• THE EXERCISE: Reproduce in full the rows from the line with "white suv, each" up to and including the line with "[(524, 71)]", requests included. Scale every point coordinate in the answers by 0.7 and round it to a whole number, with halves rounded up, but leave the requests and their format samples unchanged.

*** DATASET EXCERPTS

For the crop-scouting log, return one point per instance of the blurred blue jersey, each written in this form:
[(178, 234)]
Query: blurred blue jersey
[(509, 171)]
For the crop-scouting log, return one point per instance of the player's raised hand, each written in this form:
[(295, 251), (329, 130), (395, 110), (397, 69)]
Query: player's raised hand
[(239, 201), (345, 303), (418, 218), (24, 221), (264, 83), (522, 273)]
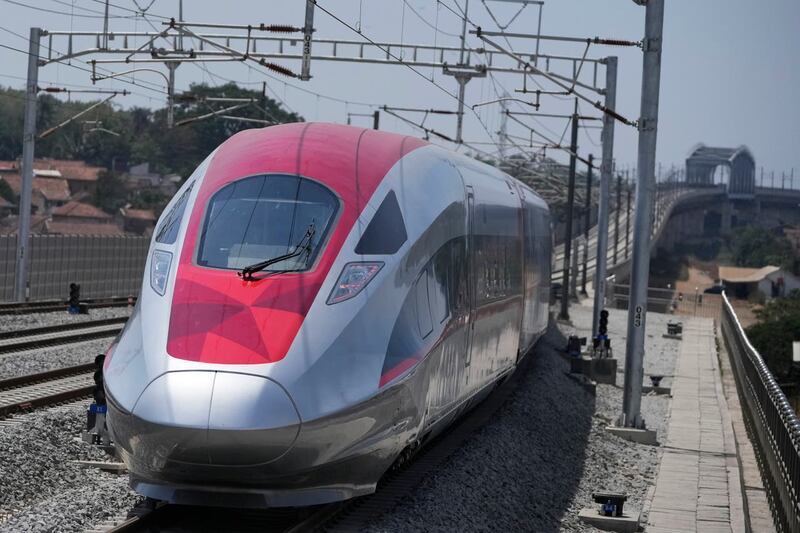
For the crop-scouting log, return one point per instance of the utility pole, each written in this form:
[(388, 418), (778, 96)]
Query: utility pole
[(264, 100), (564, 314), (628, 219), (587, 220), (631, 416), (616, 216), (606, 169), (171, 66), (462, 74), (28, 145)]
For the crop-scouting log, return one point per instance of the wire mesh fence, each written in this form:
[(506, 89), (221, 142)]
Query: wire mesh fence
[(669, 301), (103, 265), (772, 423)]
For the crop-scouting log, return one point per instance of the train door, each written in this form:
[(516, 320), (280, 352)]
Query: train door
[(470, 277)]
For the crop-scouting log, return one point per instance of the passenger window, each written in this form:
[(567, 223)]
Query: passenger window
[(386, 232), (438, 285), (423, 305), (167, 233)]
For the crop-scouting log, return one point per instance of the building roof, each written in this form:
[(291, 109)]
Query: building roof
[(81, 228), (9, 225), (80, 209), (53, 189), (139, 214), (745, 275), (69, 169)]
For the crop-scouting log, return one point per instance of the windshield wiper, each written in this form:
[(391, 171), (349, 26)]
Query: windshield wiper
[(304, 246)]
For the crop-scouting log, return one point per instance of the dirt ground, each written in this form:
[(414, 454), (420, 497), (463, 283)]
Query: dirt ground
[(700, 278)]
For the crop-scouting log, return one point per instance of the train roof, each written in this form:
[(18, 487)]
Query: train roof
[(350, 160)]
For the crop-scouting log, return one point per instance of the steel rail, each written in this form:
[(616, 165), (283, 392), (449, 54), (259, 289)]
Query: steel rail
[(45, 389), (15, 341), (16, 308)]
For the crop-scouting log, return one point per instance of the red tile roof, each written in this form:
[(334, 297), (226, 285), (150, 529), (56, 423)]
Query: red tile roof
[(53, 189), (141, 214), (71, 170), (80, 209), (82, 228)]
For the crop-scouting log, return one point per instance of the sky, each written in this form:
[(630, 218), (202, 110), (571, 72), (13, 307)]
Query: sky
[(730, 68)]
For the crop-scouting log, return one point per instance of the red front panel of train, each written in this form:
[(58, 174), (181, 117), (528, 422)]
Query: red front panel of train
[(216, 316)]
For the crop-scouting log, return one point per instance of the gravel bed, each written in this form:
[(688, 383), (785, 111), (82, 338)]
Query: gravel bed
[(39, 486), (531, 469), (538, 462), (51, 358), (38, 320)]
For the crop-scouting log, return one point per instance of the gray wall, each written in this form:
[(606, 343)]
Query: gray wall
[(103, 265)]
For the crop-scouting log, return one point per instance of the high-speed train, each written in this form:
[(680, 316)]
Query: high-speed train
[(319, 299)]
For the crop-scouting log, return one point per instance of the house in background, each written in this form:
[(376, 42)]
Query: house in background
[(139, 221), (81, 177), (77, 218), (139, 177), (763, 283), (49, 189)]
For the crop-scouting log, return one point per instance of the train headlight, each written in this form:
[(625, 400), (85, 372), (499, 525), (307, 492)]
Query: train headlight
[(352, 280), (159, 271)]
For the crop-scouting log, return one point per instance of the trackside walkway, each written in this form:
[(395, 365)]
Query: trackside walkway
[(698, 487)]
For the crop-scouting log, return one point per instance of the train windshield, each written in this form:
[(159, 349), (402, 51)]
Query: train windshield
[(261, 217)]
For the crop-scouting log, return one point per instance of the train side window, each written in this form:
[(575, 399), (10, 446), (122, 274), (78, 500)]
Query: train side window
[(437, 288), (423, 305), (386, 232), (167, 233)]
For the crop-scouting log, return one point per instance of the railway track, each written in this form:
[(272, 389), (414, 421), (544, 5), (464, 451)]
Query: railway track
[(25, 339), (353, 515), (47, 306), (46, 388)]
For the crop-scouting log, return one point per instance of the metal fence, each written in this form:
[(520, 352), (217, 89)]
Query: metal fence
[(670, 301), (104, 265), (771, 422)]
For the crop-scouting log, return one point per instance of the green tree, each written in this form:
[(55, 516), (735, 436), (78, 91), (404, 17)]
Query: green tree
[(110, 194), (778, 327), (754, 246)]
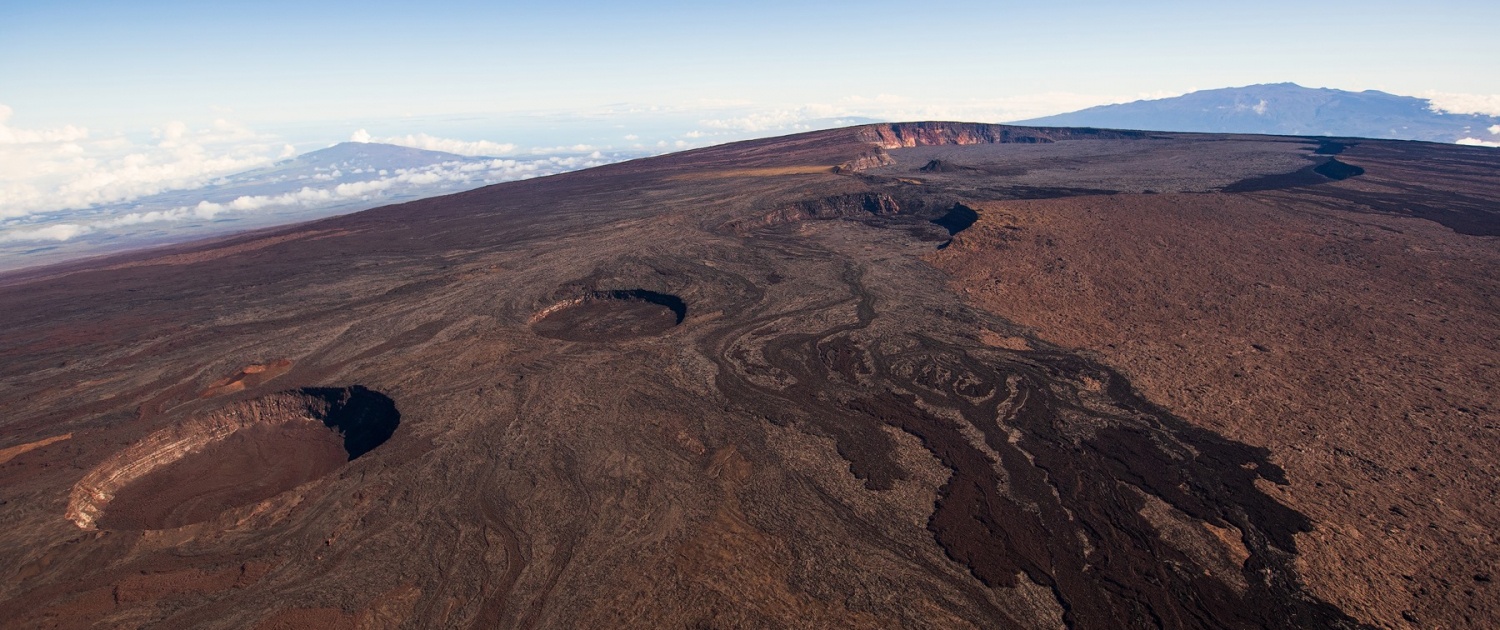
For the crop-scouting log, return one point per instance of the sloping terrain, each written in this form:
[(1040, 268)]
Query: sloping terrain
[(897, 375)]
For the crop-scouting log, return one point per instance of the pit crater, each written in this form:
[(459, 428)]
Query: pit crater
[(611, 315), (237, 456)]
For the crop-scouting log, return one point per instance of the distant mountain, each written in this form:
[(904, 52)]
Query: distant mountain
[(1286, 108)]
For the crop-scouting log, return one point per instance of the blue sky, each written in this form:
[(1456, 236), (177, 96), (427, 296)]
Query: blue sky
[(132, 65), (104, 102)]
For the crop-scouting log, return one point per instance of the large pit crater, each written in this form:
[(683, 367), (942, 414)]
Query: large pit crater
[(611, 315), (236, 456)]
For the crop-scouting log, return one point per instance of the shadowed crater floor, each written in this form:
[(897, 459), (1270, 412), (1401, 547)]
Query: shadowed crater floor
[(611, 315), (302, 437)]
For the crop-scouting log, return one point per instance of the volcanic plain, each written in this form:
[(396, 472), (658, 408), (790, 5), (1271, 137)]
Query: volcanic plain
[(896, 375)]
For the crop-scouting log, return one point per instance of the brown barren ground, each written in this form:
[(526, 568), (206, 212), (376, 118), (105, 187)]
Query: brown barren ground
[(1359, 348), (1064, 378), (254, 464)]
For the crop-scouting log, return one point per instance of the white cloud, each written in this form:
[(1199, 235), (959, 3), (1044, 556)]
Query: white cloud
[(59, 231), (425, 180), (480, 147), (1449, 102), (48, 170)]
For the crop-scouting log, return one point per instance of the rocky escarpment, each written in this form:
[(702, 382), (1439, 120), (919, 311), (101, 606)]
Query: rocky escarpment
[(906, 135), (351, 420), (902, 135)]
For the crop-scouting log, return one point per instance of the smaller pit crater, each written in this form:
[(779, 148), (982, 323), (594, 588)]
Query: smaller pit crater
[(611, 315), (236, 456)]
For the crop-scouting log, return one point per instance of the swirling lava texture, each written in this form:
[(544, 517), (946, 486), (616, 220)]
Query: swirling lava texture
[(780, 383)]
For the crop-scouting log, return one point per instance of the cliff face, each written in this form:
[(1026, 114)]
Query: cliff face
[(902, 135), (617, 411)]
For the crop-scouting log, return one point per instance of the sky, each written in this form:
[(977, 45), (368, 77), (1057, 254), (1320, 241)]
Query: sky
[(107, 101)]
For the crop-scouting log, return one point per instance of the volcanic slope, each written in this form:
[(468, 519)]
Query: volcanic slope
[(896, 375)]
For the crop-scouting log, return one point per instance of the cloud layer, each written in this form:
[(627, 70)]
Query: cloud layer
[(423, 141), (47, 170), (1449, 102)]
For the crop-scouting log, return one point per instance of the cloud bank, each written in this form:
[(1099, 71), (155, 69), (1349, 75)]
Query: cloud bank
[(48, 170), (1448, 102), (477, 149)]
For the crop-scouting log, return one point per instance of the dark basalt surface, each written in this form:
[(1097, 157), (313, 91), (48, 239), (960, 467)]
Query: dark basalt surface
[(723, 387)]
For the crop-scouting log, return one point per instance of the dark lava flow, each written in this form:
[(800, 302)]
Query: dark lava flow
[(1079, 458)]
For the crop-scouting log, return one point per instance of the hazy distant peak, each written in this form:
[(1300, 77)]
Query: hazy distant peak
[(1286, 108)]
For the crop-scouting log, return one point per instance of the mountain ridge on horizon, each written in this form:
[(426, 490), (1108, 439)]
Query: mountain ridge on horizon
[(1287, 108)]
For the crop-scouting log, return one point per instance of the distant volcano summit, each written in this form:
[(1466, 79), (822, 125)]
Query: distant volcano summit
[(1286, 108)]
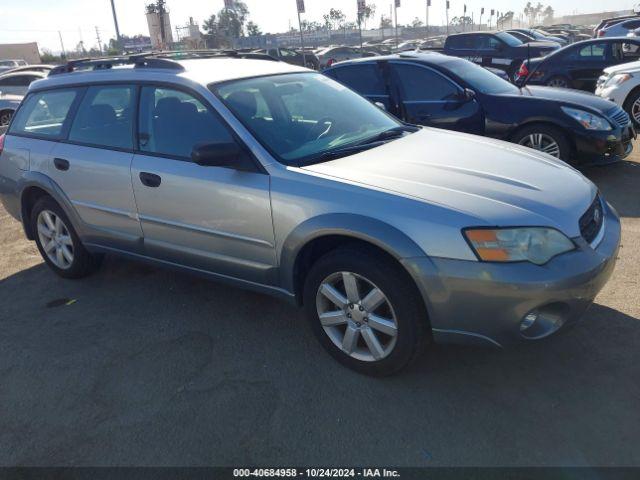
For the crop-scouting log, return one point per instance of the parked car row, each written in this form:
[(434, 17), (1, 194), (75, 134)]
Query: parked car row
[(452, 93)]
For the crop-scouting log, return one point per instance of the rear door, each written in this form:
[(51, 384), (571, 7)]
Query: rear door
[(368, 79), (93, 165), (427, 97), (208, 218)]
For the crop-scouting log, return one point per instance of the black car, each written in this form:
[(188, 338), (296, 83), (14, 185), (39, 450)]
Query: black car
[(455, 94), (294, 57), (579, 65), (495, 49)]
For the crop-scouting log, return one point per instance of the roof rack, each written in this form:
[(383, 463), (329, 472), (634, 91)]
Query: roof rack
[(138, 61)]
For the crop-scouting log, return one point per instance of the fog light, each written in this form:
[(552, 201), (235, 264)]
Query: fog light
[(528, 322)]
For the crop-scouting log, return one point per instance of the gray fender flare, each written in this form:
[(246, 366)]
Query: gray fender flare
[(359, 227)]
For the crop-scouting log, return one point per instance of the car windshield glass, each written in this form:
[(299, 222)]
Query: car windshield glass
[(301, 117), (479, 78), (508, 39)]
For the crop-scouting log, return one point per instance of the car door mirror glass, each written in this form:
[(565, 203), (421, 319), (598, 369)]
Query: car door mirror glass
[(219, 154)]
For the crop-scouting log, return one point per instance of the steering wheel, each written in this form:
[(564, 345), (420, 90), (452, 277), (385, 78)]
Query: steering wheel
[(320, 129)]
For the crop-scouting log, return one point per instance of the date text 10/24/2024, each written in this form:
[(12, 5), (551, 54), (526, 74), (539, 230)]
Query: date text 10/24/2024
[(316, 473)]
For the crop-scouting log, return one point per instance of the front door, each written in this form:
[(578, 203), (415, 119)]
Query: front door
[(208, 218), (429, 98)]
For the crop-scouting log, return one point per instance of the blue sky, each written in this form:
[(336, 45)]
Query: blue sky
[(40, 20)]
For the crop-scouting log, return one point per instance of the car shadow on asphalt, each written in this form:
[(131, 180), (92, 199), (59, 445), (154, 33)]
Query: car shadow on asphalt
[(620, 184)]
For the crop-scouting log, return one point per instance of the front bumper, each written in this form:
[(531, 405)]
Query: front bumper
[(601, 148), (485, 303)]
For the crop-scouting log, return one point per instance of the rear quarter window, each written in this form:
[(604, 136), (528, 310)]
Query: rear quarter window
[(44, 113)]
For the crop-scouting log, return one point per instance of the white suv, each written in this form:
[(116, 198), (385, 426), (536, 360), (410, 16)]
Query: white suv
[(621, 84)]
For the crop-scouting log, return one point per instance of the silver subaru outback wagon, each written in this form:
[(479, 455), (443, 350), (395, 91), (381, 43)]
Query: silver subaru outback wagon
[(278, 179)]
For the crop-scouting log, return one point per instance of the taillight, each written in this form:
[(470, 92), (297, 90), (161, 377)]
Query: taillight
[(524, 71)]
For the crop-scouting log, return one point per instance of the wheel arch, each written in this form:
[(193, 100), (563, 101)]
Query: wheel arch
[(34, 186), (545, 123), (319, 235)]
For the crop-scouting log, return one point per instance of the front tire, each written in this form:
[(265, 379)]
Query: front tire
[(545, 139), (559, 82), (632, 107), (59, 243), (366, 311)]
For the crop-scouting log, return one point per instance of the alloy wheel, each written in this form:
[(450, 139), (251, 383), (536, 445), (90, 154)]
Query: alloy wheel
[(541, 142), (55, 239), (635, 111), (5, 119), (357, 316)]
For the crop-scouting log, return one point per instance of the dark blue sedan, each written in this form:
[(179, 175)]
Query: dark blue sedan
[(579, 65)]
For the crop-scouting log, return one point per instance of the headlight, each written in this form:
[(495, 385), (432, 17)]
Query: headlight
[(588, 120), (618, 79), (535, 245)]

******

• WRITTEN REPLY:
For the crop-scouting log, return one point per instance of the white suv, each written in this form:
[(116, 198), (385, 426), (536, 360), (410, 16)]
Query: white suv
[(435, 59)]
For the crop-scouting log, return one point per instance of the silver subaru outback wagon, each written in this form:
[(479, 455), (443, 350), (395, 91), (381, 43)]
Query: silver subaru outback wagon
[(195, 125)]
For the crop-scouting log, return one point per instance of the taillight, each written in this form:
[(470, 92), (297, 90), (161, 377)]
Query: taillight
[(367, 50)]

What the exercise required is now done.